EXERCISE GOAL:
Transcribe the data that follows, exactly and in full.

(DATA SUPPLIED Opens)

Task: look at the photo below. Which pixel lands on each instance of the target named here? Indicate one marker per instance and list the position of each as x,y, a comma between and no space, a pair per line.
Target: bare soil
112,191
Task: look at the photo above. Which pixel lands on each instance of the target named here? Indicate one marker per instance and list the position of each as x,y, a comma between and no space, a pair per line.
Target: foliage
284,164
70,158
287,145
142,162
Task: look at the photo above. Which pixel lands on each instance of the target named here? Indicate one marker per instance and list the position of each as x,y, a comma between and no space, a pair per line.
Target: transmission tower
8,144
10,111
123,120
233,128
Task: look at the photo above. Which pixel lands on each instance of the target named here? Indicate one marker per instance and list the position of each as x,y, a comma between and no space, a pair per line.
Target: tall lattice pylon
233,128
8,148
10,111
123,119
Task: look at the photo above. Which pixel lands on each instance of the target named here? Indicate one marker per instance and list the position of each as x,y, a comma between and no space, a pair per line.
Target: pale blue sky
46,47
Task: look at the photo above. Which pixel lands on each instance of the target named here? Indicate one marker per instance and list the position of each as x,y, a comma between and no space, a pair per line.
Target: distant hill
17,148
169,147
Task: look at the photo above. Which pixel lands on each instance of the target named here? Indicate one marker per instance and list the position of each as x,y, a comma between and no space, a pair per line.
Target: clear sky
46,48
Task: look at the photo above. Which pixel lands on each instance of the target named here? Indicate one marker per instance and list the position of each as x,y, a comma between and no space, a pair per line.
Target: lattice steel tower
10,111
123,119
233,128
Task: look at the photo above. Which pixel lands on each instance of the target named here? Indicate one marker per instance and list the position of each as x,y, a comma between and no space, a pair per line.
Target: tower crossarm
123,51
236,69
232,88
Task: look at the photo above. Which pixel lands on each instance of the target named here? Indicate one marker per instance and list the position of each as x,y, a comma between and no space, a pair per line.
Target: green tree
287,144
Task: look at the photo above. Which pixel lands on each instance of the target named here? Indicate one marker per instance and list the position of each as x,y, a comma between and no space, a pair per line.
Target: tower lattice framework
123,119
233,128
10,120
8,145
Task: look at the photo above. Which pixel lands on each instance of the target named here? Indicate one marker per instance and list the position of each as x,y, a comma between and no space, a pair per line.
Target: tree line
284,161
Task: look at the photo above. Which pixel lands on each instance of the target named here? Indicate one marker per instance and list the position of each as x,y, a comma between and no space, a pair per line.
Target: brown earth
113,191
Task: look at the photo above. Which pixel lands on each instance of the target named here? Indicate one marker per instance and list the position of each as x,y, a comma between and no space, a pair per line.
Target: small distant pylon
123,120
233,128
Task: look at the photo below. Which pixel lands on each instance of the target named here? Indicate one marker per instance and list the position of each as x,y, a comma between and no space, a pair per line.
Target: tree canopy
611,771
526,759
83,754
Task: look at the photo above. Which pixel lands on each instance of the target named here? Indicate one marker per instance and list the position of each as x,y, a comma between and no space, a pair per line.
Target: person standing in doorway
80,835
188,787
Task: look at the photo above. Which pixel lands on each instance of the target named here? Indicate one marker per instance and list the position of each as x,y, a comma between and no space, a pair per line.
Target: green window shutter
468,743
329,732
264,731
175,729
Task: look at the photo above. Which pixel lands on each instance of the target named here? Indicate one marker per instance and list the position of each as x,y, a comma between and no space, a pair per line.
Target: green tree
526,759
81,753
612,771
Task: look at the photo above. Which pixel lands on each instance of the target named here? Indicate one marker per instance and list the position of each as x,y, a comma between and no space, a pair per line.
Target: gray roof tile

(DATA SUPPLIED Closes)

COMPLETED EXERCISE:
Task: look at the photo below. Which pixel lands on each instance of the target named here? Indicate one marker per instance and list the position of each as x,y, a comma between and no space, a pair per line.
Target: bare soil
112,191
Task: look at the photo above. Which pixel lands on each instance of the target named here? Indicate one marker per instance and list the position of each as x,y, a comma between and no space, a pair per line.
Target: foliage
284,164
70,158
287,145
142,162
Task: look at the photo above. Which pixel lands on each instance of the target named here? Indicate one marker per instance and list the position of each as x,y, a comma between and no space, a pair per line.
Target: transmission tower
8,144
10,111
123,120
233,128
Task: look at the photo above. Which pixel lands on each instance of the target named here? Indicate one marker per instance and list the position of each as x,y, a comma between and no space, a pair per line.
Target: tall lattice pylon
233,128
8,148
10,111
123,119
Task: look at the photo above. Which pixel lands on each instance of the target named here? Indicate one marker per instance and list the position of each as x,y, a comma between and no space, a pair per line.
Target: pale blue sky
46,47
Task: look at the photo above. Which pixel lands on each instance of the target named here? Indicate one marker per instance and list the position of each as x,y, a comma between and no space, a pair per line.
Target: distant hill
17,148
169,147
Task: look at the photo above. Which pixel lands on each instance of the target named here? Indicate one marker per instance and list the position of each as x,y, a comma between and no space, a pair per line.
Target: clear sky
46,48
Task: look at the photo above. Which pixel lands on each instance of the target named here? Indicate one marker per instance and list the position of each as x,y, a comma between and no space, a pair per line.
Target: lattice steel tower
10,111
123,119
233,128
Task: look at the photo above. Which pixel lands on each instance of the target named here? Indicate one marker per instance and list the position of each as x,y, a comma between and no space, a pair per line.
Target: tower crossarm
123,51
236,69
232,88
Task: look at the photo above. Which pixel lands on each instance of the target named here? Indicate one marker per instance and list the position of each as x,y, a comma between and no space, a pair per line.
Target: green tree
287,144
Task: look at the photo above. Which pixel lands on each instance of the target named here? Indicate one marker per instance and list the position of each as x,y, a comma between and no space, a pair per line.
Target: tower lattice framework
123,119
233,128
10,120
8,145
Task: look at the photo above. Which pixel lands on each instance of the target named here? Indicate one marker per instance and list the position of each as x,y, a comma between and no space, a pair per line.
Target: tree line
284,161
Task: look at the photo above. Which pixel lands on each instance of the target named here? Indicate one marker per instance and list the position of each as x,y, a comma between and no space, a pair per line.
Target: brown earth
113,191
Task: look at the photo above. Which pixel lands on each instance of the target named here? Indicate one marker per instance and list the position of each as x,y, a comma between and no space, a pair per line.
Target: small distant pylon
123,120
233,128
Task: look at the photo below. Which pixel lands on each instance of the target named here? Indicate one marker per instance and list the position of each as x,y, a comma between and no space, a pair per line.
Target: tree canopy
611,771
526,759
83,754
Task: look at the photo above. Which pixel lands on each instance of the target named here? Indicate one marker per instance and list the position of each as x,y, a comma between and no space, a pair per line.
Target: person standing in doorway
80,835
188,787
Task: look at the photo above. Which pixel lands on each instance of the target named here? Indicate one marker per instance and list the position of each as x,y, a comma between and no space, a pair per line.
Target: green window shutter
468,743
329,732
264,731
175,729
Task: look at the photo above. Which pixel lands on each instance of the target named here? Indicate one marker per instance and list the position of each as x,y, a comma between and no space, a pair per line.
Target: green tree
526,759
81,753
612,771
Task: look at the photo above. Which pixel lands on each instance of the target named here? Indicate one marker per instance and list the position of each as x,y, a comma between and no space, a pair per line.
Target: gray roof tile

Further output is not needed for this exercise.